## Written exercise
Could you change "keypoint" to "marker" in the material below, from the line with "emblem in the photo above." up to and including the last line, and return only those lines with nothing else altered?

## Given records
◇ ◇ ◇ ◇

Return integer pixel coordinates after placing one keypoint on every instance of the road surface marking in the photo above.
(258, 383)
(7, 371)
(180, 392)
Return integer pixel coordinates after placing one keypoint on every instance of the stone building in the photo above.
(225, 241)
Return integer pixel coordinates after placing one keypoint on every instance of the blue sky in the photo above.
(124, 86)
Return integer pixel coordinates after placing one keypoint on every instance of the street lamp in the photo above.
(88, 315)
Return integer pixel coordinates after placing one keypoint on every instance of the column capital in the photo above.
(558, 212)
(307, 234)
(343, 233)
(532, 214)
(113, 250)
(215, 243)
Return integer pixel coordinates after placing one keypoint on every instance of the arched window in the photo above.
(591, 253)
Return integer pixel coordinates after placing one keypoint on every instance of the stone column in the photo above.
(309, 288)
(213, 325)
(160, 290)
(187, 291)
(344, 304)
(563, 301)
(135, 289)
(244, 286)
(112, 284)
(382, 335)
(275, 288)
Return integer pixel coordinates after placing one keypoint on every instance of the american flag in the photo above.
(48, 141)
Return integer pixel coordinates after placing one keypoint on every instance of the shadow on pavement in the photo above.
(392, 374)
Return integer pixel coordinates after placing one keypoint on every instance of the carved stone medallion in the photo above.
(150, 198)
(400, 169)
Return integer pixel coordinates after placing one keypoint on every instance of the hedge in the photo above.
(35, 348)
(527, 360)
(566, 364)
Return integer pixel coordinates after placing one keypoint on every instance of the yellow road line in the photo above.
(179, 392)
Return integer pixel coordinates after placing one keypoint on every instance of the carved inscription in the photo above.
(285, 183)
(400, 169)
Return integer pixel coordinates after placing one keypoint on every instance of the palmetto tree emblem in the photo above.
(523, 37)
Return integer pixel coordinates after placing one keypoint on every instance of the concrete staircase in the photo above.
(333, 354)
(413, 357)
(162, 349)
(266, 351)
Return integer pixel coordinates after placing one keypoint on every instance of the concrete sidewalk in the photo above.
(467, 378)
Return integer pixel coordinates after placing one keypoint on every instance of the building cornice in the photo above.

◇ ◇ ◇ ◇

## Result of this task
Return integer pixel coordinates after placing one marker on every instance of the palmetto tree emblem in the photo above.
(523, 37)
Return integer pixel coordinates after placing one marker on every instance of the concrete staircase in the photo above.
(333, 354)
(413, 357)
(162, 349)
(266, 351)
Return integer pixel coordinates after placing one marker on every instance of the concrete sidewalk in the photo above.
(467, 378)
Return integer pixel coordinates after placing one marker on every instance of the building cornice in the photo above.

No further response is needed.